→ Description of the task: Write out, word for word, the part of the listing below that opens with the line containing "positive clicks: (0, 804)" and closes with the line containing "box: [345, 170, 1704, 1301]", keeping both of those lines and adding no others.

Exercise data section start

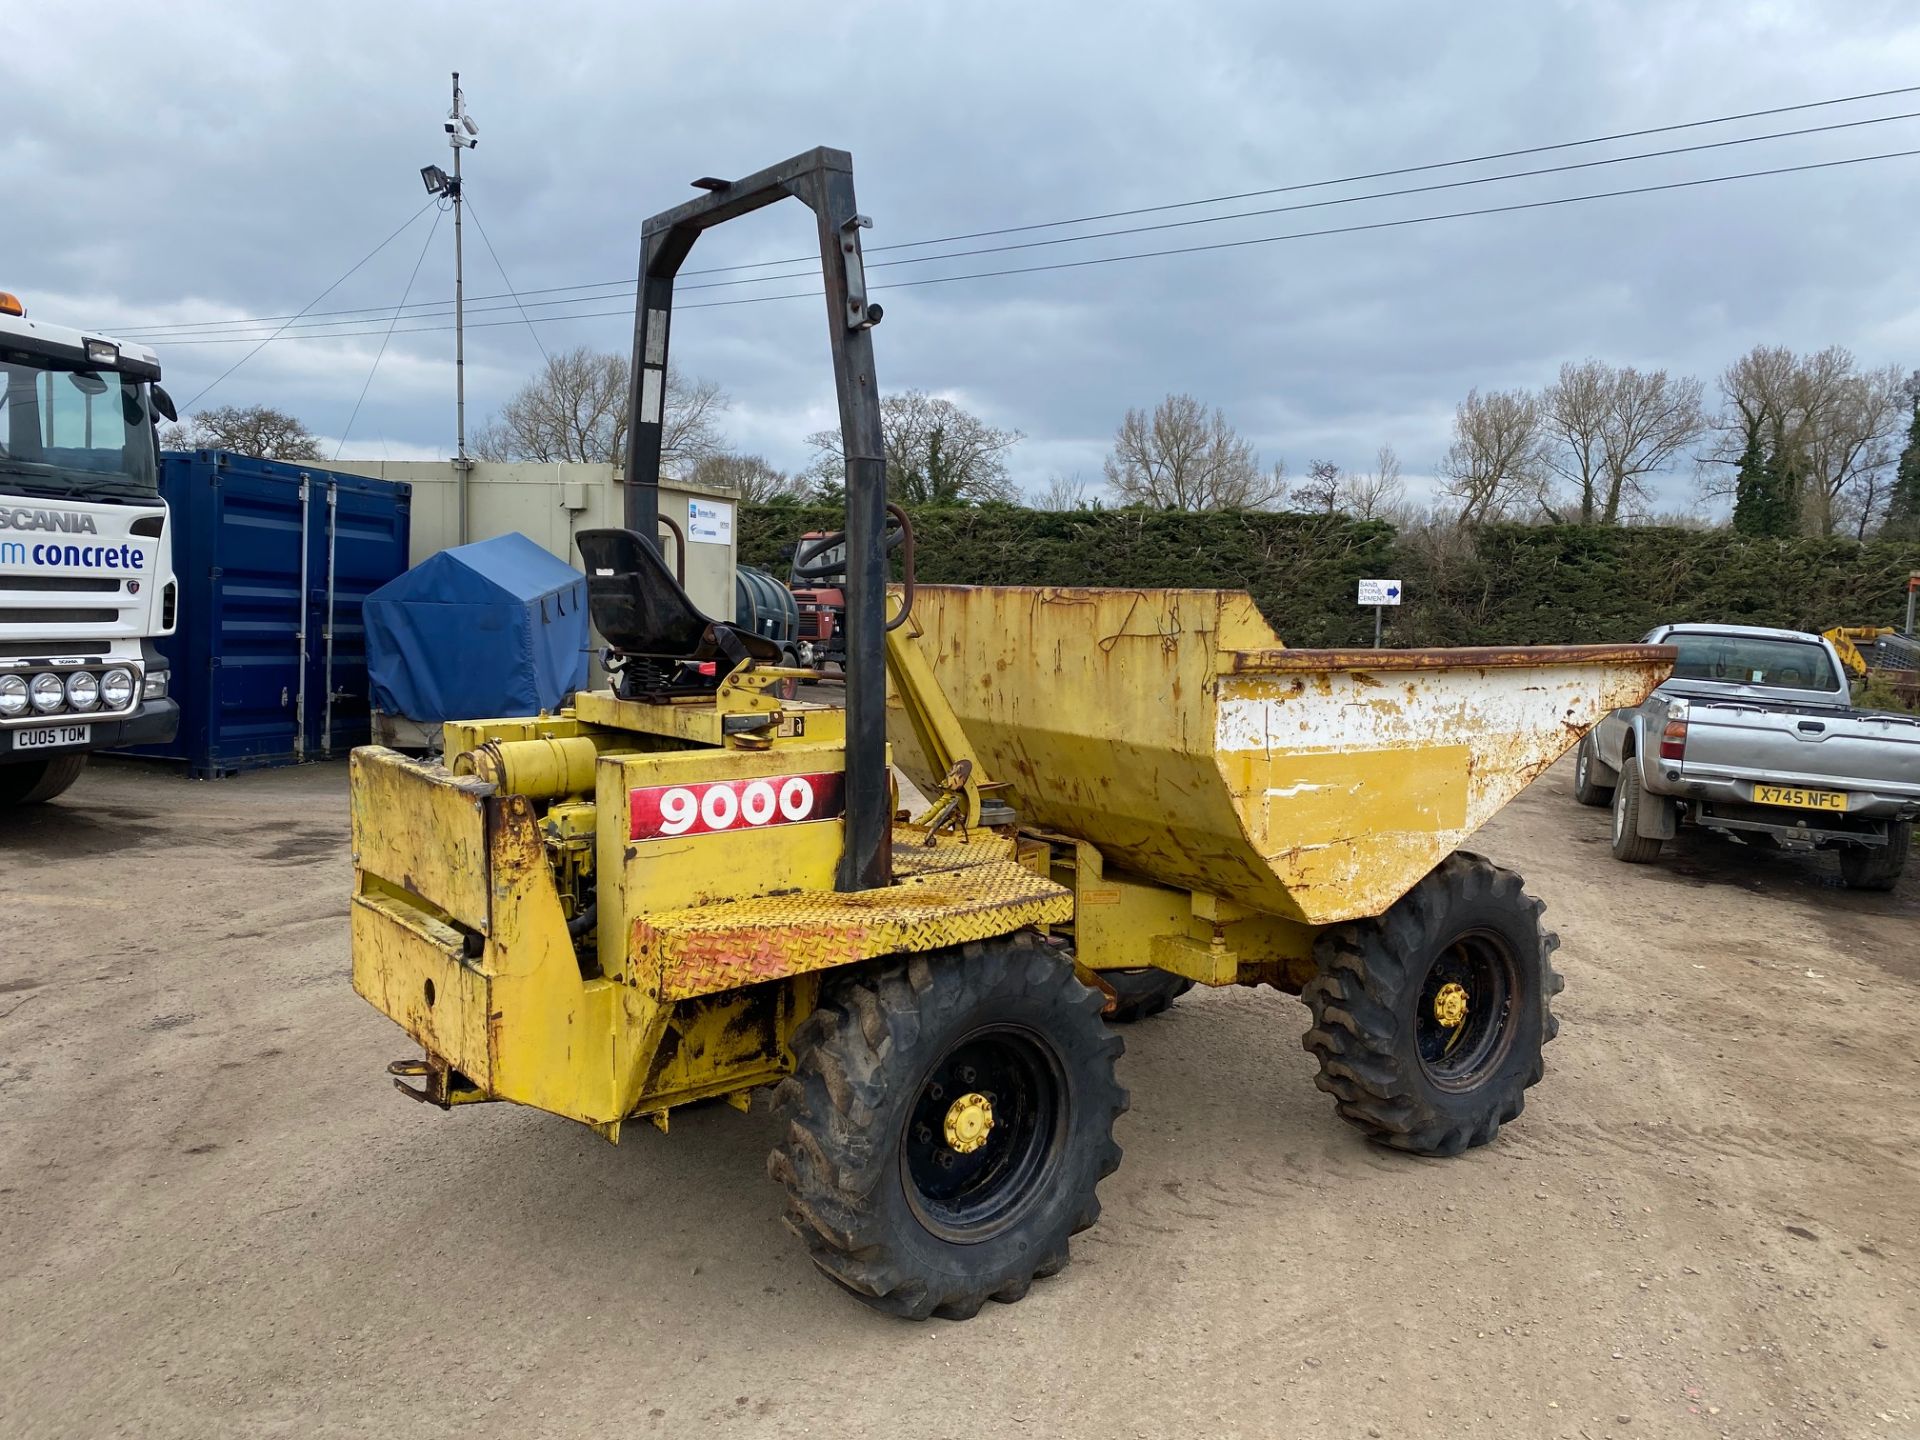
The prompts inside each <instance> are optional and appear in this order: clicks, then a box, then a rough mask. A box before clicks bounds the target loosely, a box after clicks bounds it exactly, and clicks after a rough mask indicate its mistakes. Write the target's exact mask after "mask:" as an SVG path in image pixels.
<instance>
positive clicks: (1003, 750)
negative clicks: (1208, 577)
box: [893, 586, 1672, 924]
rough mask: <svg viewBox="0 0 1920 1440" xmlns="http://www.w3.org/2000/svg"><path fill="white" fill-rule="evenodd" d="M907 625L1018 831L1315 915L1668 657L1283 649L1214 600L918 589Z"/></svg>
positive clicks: (1258, 631) (1557, 653)
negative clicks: (1353, 650) (998, 781)
mask: <svg viewBox="0 0 1920 1440" xmlns="http://www.w3.org/2000/svg"><path fill="white" fill-rule="evenodd" d="M916 616H918V622H920V626H922V630H924V639H922V641H920V643H922V647H924V651H925V655H927V662H929V666H931V670H933V674H935V678H937V680H939V684H941V689H943V691H945V693H947V697H948V699H950V703H952V707H954V712H956V716H958V718H960V724H962V726H964V730H966V733H968V739H970V741H972V745H973V749H975V751H977V755H979V756H981V760H983V764H985V766H987V772H989V774H991V776H993V778H995V780H1006V781H1012V789H1014V795H1012V799H1014V803H1016V806H1018V810H1020V814H1021V820H1023V822H1027V824H1033V826H1039V828H1044V829H1050V831H1060V833H1064V835H1071V837H1077V839H1083V841H1089V843H1092V845H1096V847H1098V849H1100V852H1102V854H1104V856H1106V860H1108V864H1112V866H1117V868H1123V870H1131V872H1135V874H1139V876H1142V877H1146V879H1152V881H1156V883H1162V885H1171V887H1177V889H1188V891H1194V893H1200V895H1217V897H1225V899H1231V900H1238V902H1240V904H1244V906H1248V908H1252V910H1258V912H1261V914H1271V916H1281V918H1286V920H1294V922H1304V924H1331V922H1338V920H1352V918H1359V916H1371V914H1379V912H1382V910H1384V908H1386V906H1390V904H1392V902H1394V900H1396V899H1400V895H1404V893H1405V891H1407V889H1409V887H1411V885H1413V883H1415V881H1417V879H1419V877H1421V876H1423V874H1427V870H1430V868H1432V866H1434V864H1436V862H1438V860H1440V858H1442V856H1444V854H1446V852H1448V851H1452V849H1455V847H1457V845H1459V843H1461V841H1465V839H1467V835H1471V833H1473V831H1475V829H1476V828H1478V826H1482V824H1484V822H1486V820H1488V818H1490V816H1492V814H1494V812H1496V810H1498V808H1500V806H1501V804H1505V803H1507V801H1509V799H1513V795H1517V793H1519V791H1521V789H1523V787H1524V785H1526V783H1530V781H1532V780H1534V776H1538V774H1540V772H1542V770H1544V768H1546V766H1549V764H1551V762H1553V760H1555V758H1557V756H1559V755H1561V753H1565V751H1567V749H1569V747H1571V745H1572V743H1574V741H1576V739H1578V737H1580V735H1582V733H1586V730H1590V728H1592V726H1594V724H1597V722H1599V718H1601V716H1603V714H1605V712H1607V710H1611V708H1615V707H1622V705H1638V703H1640V701H1642V699H1645V695H1647V693H1651V689H1653V687H1655V685H1657V684H1659V682H1661V680H1663V678H1665V676H1667V672H1668V670H1670V664H1672V651H1668V649H1665V647H1647V645H1557V647H1534V649H1524V647H1515V649H1488V647H1482V649H1465V651H1288V649H1286V647H1283V645H1281V641H1279V639H1277V637H1275V636H1273V632H1271V628H1269V626H1267V624H1265V622H1263V620H1261V618H1260V614H1258V611H1256V609H1254V605H1252V601H1250V599H1248V597H1246V595H1238V593H1217V591H1183V589H1106V591H1102V589H1044V588H991V589H987V588H979V589H975V588H954V586H922V588H920V591H918V599H916ZM899 714H900V724H895V726H893V743H895V749H897V756H899V762H900V766H902V768H904V770H906V772H908V774H910V776H912V778H914V780H916V783H920V785H922V787H925V785H929V783H931V781H933V776H931V774H929V768H927V766H925V760H924V756H920V751H918V745H916V739H914V735H912V726H910V724H906V722H904V712H899Z"/></svg>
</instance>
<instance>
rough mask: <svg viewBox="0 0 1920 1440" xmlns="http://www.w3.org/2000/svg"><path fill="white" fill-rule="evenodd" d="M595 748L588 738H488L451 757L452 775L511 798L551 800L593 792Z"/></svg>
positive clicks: (585, 737)
mask: <svg viewBox="0 0 1920 1440" xmlns="http://www.w3.org/2000/svg"><path fill="white" fill-rule="evenodd" d="M597 762H599V745H595V743H593V739H591V737H588V735H570V737H564V739H507V741H501V739H490V741H488V743H486V745H480V747H478V749H472V751H463V753H461V755H457V756H455V758H453V766H451V770H453V774H457V776H478V778H480V780H486V781H488V783H493V785H499V787H501V789H505V791H513V793H515V795H526V797H530V799H536V801H551V799H557V797H561V795H586V793H588V791H589V789H593V766H595V764H597Z"/></svg>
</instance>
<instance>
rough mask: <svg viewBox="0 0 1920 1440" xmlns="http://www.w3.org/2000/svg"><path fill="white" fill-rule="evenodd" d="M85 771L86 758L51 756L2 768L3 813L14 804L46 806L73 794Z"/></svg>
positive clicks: (0, 804)
mask: <svg viewBox="0 0 1920 1440" xmlns="http://www.w3.org/2000/svg"><path fill="white" fill-rule="evenodd" d="M84 768H86V756H84V755H50V756H48V758H44V760H27V762H25V764H0V810H6V808H10V806H13V804H44V803H46V801H50V799H54V797H56V795H63V793H65V791H69V789H71V787H73V781H75V780H79V778H81V770H84Z"/></svg>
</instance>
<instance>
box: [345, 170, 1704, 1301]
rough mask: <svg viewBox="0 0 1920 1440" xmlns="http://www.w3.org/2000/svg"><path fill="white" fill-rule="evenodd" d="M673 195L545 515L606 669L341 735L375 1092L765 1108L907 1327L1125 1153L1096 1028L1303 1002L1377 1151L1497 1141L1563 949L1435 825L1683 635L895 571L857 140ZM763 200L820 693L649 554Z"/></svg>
mask: <svg viewBox="0 0 1920 1440" xmlns="http://www.w3.org/2000/svg"><path fill="white" fill-rule="evenodd" d="M699 184H701V188H703V190H707V194H705V196H701V198H697V200H693V202H689V204H685V205H680V207H676V209H670V211H666V213H662V215H657V217H655V219H651V221H647V225H645V230H643V246H641V280H639V305H637V328H636V349H634V424H632V442H630V457H628V470H626V474H628V492H626V501H628V515H626V520H628V526H626V528H622V530H597V532H584V534H582V536H580V538H578V543H580V551H582V559H584V564H586V570H588V593H589V605H591V611H593V622H595V628H597V630H599V634H601V636H603V637H605V641H607V651H605V660H607V666H609V674H611V676H612V685H611V689H607V691H597V693H582V695H578V697H576V703H574V707H572V708H568V710H564V712H561V714H553V716H540V718H532V720H526V718H518V720H472V722H461V724H449V726H445V764H436V762H422V760H413V758H407V756H401V755H397V753H392V751H382V749H363V751H357V753H355V756H353V780H351V789H353V864H355V893H353V987H355V989H357V991H359V993H361V995H363V996H365V998H367V1000H371V1002H372V1004H374V1006H376V1008H378V1010H382V1012H384V1014H386V1016H390V1018H392V1020H394V1021H397V1023H399V1025H401V1027H403V1029H405V1031H407V1033H409V1035H411V1037H413V1039H415V1041H417V1043H419V1046H420V1050H422V1054H420V1056H417V1058H407V1060H399V1062H396V1064H394V1066H392V1073H394V1075H396V1083H397V1085H399V1087H401V1089H403V1091H407V1092H409V1094H415V1096H417V1098H422V1100H430V1102H434V1104H440V1106H457V1104H467V1102H478V1100H513V1102H518V1104H528V1106H538V1108H541V1110H551V1112H553V1114H557V1116H566V1117H570V1119H576V1121H582V1123H586V1125H591V1127H593V1129H597V1131H599V1133H601V1135H605V1137H607V1139H618V1135H620V1129H622V1127H624V1125H628V1123H630V1121H636V1119H647V1121H653V1123H655V1125H659V1127H660V1129H662V1131H664V1129H666V1127H668V1119H670V1114H672V1110H674V1108H676V1106H684V1104H691V1102H697V1100H714V1098H720V1100H728V1102H730V1104H735V1106H739V1108H743V1110H745V1108H747V1104H749V1096H751V1092H753V1091H755V1089H758V1087H776V1089H774V1098H776V1104H778V1108H780V1110H781V1114H783V1116H785V1127H783V1131H781V1135H780V1142H778V1144H776V1148H774V1152H772V1156H770V1160H768V1171H770V1173H772V1177H774V1179H776V1181H778V1183H780V1185H783V1187H785V1190H787V1215H789V1223H791V1227H793V1229H795V1233H797V1235H799V1236H801V1238H803V1240H804V1244H806V1246H808V1250H810V1254H812V1260H814V1263H816V1265H818V1267H820V1269H822V1271H824V1273H826V1275H828V1277H829V1279H833V1281H837V1283H839V1284H841V1286H845V1288H847V1290H851V1292H852V1294H854V1296H858V1298H860V1300H864V1302H866V1304H870V1306H874V1308H877V1309H883V1311H889V1313H895V1315H906V1317H916V1319H918V1317H925V1315H945V1317H956V1319H960V1317H968V1315H972V1313H973V1311H977V1309H979V1306H981V1304H983V1302H985V1300H989V1298H993V1300H1018V1298H1020V1296H1023V1294H1025V1292H1027V1286H1029V1284H1031V1281H1033V1279H1035V1277H1043V1275H1052V1273H1054V1271H1058V1269H1060V1267H1062V1265H1066V1260H1068V1238H1069V1236H1071V1235H1073V1233H1077V1231H1081V1229H1085V1227H1087V1225H1092V1223H1094V1217H1096V1215H1098V1200H1096V1196H1094V1187H1096V1185H1098V1181H1100V1179H1102V1177H1106V1175H1108V1173H1112V1171H1114V1167H1116V1165H1117V1164H1119V1146H1117V1144H1116V1142H1114V1121H1116V1117H1117V1116H1121V1112H1125V1108H1127V1092H1125V1091H1123V1089H1121V1087H1119V1083H1117V1079H1116V1069H1114V1068H1116V1058H1117V1056H1119V1052H1121V1043H1119V1039H1117V1037H1116V1035H1114V1031H1112V1029H1110V1025H1108V1020H1127V1018H1137V1016H1144V1014H1152V1012H1154V1010H1158V1008H1164V1006H1165V1004H1167V1002H1169V1000H1171V998H1173V996H1175V995H1177V993H1179V991H1181V989H1185V987H1188V985H1192V983H1200V985H1261V983H1265V985H1273V987H1277V989H1283V991H1288V993H1292V995H1302V996H1304V998H1306V1000H1308V1006H1309V1010H1311V1027H1309V1031H1308V1035H1306V1046H1308V1050H1311V1052H1313V1056H1315V1058H1317V1062H1319V1085H1321V1089H1323V1091H1329V1092H1331V1094H1332V1096H1334V1100H1336V1106H1338V1110H1340V1114H1342V1116H1344V1117H1346V1119H1350V1121H1352V1123H1354V1125H1357V1127H1359V1129H1361V1131H1363V1133H1365V1135H1367V1137H1371V1139H1375V1140H1380V1142H1384V1144H1392V1146H1398V1148H1404V1150H1411V1152H1419V1154H1453V1152H1457V1150H1461V1148H1465V1146H1471V1144H1482V1142H1486V1140H1490V1139H1494V1135H1496V1133H1498V1129H1500V1125H1503V1123H1505V1121H1509V1119H1513V1117H1515V1116H1519V1112H1521V1104H1523V1096H1524V1091H1526V1087H1530V1085H1532V1083H1536V1081H1538V1079H1540V1048H1542V1043H1544V1041H1548V1039H1551V1035H1553V1018H1551V1014H1549V1008H1548V1004H1549V998H1551V995H1553V993H1555V991H1557V989H1559V977H1557V975H1555V973H1553V968H1551V964H1549V956H1551V950H1553V945H1555V941H1553V937H1551V935H1548V933H1546V931H1544V929H1542V925H1540V908H1542V906H1540V902H1538V900H1534V899H1532V897H1528V895H1524V891H1523V885H1521V879H1519V876H1515V874H1511V872H1507V870H1501V868H1498V866H1494V864H1490V862H1488V860H1484V858H1478V856H1471V854H1465V852H1457V851H1455V847H1457V845H1459V843H1463V841H1465V839H1467V837H1469V835H1471V833H1473V831H1475V829H1476V828H1478V826H1480V824H1484V822H1486V818H1488V816H1492V814H1494V812H1496V810H1498V808H1500V806H1501V804H1503V803H1505V801H1509V799H1511V797H1513V795H1515V793H1517V791H1519V789H1521V787H1524V785H1526V783H1528V781H1532V780H1534V778H1536V776H1538V774H1540V772H1542V770H1544V768H1546V766H1548V764H1551V762H1553V758H1555V756H1559V755H1561V753H1563V751H1567V749H1569V747H1571V745H1572V743H1574V741H1578V739H1580V735H1582V733H1584V732H1586V730H1588V728H1590V726H1592V724H1594V722H1596V720H1599V716H1603V714H1605V712H1607V710H1611V708H1617V707H1622V705H1634V703H1638V701H1640V699H1644V697H1645V695H1647V693H1649V691H1651V689H1653V685H1657V684H1659V680H1661V678H1665V674H1667V672H1668V668H1670V662H1672V653H1670V651H1665V649H1659V647H1551V649H1480V651H1352V653H1338V651H1290V649H1284V647H1283V645H1281V641H1279V639H1277V637H1275V634H1273V632H1271V628H1269V626H1267V624H1265V620H1261V616H1260V612H1258V611H1256V609H1254V605H1252V603H1250V601H1248V597H1246V595H1238V593H1221V591H1179V589H1150V591H1139V589H1041V588H1014V589H975V588H933V586H916V584H914V557H912V532H910V526H908V516H906V515H904V513H900V511H899V509H895V507H889V505H887V501H885V472H883V463H881V434H879V411H877V401H879V390H877V384H876V380H874V349H872V328H874V324H876V323H877V321H879V319H881V313H879V305H874V303H870V301H868V296H866V282H864V273H862V259H860V228H864V227H866V219H864V217H862V215H860V213H858V209H856V205H854V192H852V165H851V159H849V157H847V156H845V154H843V152H835V150H814V152H808V154H804V156H797V157H795V159H791V161H787V163H783V165H776V167H772V169H768V171H762V173H758V175H753V177H747V179H743V180H737V182H720V180H701V182H699ZM781 198H797V200H801V202H803V204H806V205H808V207H810V209H812V211H814V217H816V228H818V238H820V252H822V269H824V278H826V298H828V319H829V344H831V355H833V371H835V384H837V394H839V405H841V432H843V436H845V438H847V455H849V461H847V530H845V545H847V668H845V703H843V705H841V703H835V705H828V703H820V701H806V699H787V697H785V695H783V691H791V689H793V685H791V684H789V682H795V680H808V678H812V676H808V674H804V672H795V670H791V668H781V666H780V653H778V649H776V647H772V645H770V643H768V641H764V639H762V637H758V636H755V634H751V632H743V630H735V628H732V626H728V624H722V622H712V620H708V618H707V616H703V614H701V612H699V611H697V609H695V607H693V605H691V603H689V601H687V597H685V593H684V591H682V589H680V586H678V584H676V580H674V576H672V572H670V570H668V568H666V564H664V563H662V559H660V545H659V524H660V516H659V515H657V484H659V463H660V405H662V394H664V369H666V353H668V323H670V317H672V294H674V275H676V271H678V269H680V265H682V261H684V259H685V255H687V252H689V250H691V246H693V240H695V238H697V236H699V234H701V232H703V230H705V228H710V227H712V225H718V223H722V221H728V219H733V217H737V215H743V213H749V211H755V209H760V207H762V205H768V204H774V202H776V200H781ZM895 543H899V547H900V561H902V582H904V584H900V586H897V588H893V589H891V591H889V584H887V566H889V549H891V547H893V545H895ZM806 693H818V691H816V689H808V691H806ZM893 766H899V768H900V770H902V772H906V774H908V776H910V778H912V780H914V781H916V785H918V787H920V791H922V795H924V797H925V799H927V806H925V808H924V810H922V812H920V814H916V816H908V812H906V810H902V808H900V799H899V795H900V789H899V785H897V783H895V780H893Z"/></svg>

Exercise data section end

→ Exercise solution:
positive clicks: (0, 804)
mask: <svg viewBox="0 0 1920 1440" xmlns="http://www.w3.org/2000/svg"><path fill="white" fill-rule="evenodd" d="M84 768H86V756H84V755H50V756H48V758H44V760H27V762H25V764H0V810H6V808H10V806H13V804H44V803H46V801H50V799H54V797H56V795H63V793H65V791H69V789H71V787H73V781H75V780H79V778H81V770H84Z"/></svg>
</instance>
<instance>
box: [345, 170, 1704, 1301]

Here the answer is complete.